YOUR INSTRUCTIONS —
Collect every line of the listing below that contains the string "xmin", and copy each one unchanged.

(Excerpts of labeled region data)
************
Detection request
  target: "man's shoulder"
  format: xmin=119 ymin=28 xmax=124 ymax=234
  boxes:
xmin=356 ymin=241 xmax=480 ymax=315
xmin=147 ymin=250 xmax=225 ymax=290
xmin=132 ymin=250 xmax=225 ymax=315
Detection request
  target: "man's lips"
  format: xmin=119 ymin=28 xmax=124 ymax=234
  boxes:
************
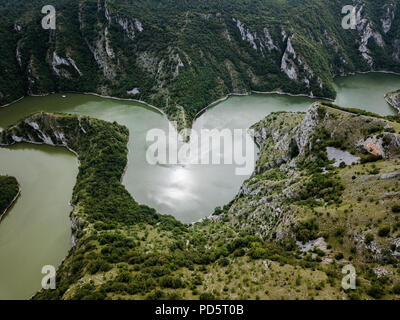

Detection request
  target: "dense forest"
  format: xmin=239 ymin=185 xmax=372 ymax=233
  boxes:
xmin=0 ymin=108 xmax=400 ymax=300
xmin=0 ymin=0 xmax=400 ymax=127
************
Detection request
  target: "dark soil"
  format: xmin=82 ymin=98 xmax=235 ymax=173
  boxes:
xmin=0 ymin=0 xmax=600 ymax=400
************
ANSWER FOR THIS EXERCISE —
  format: xmin=119 ymin=28 xmax=124 ymax=234
xmin=356 ymin=241 xmax=480 ymax=315
xmin=147 ymin=250 xmax=225 ymax=290
xmin=132 ymin=250 xmax=225 ymax=315
  format: xmin=119 ymin=28 xmax=124 ymax=234
  format: xmin=239 ymin=185 xmax=372 ymax=233
xmin=0 ymin=108 xmax=400 ymax=300
xmin=0 ymin=0 xmax=400 ymax=127
  format: xmin=82 ymin=98 xmax=235 ymax=173
xmin=0 ymin=0 xmax=600 ymax=400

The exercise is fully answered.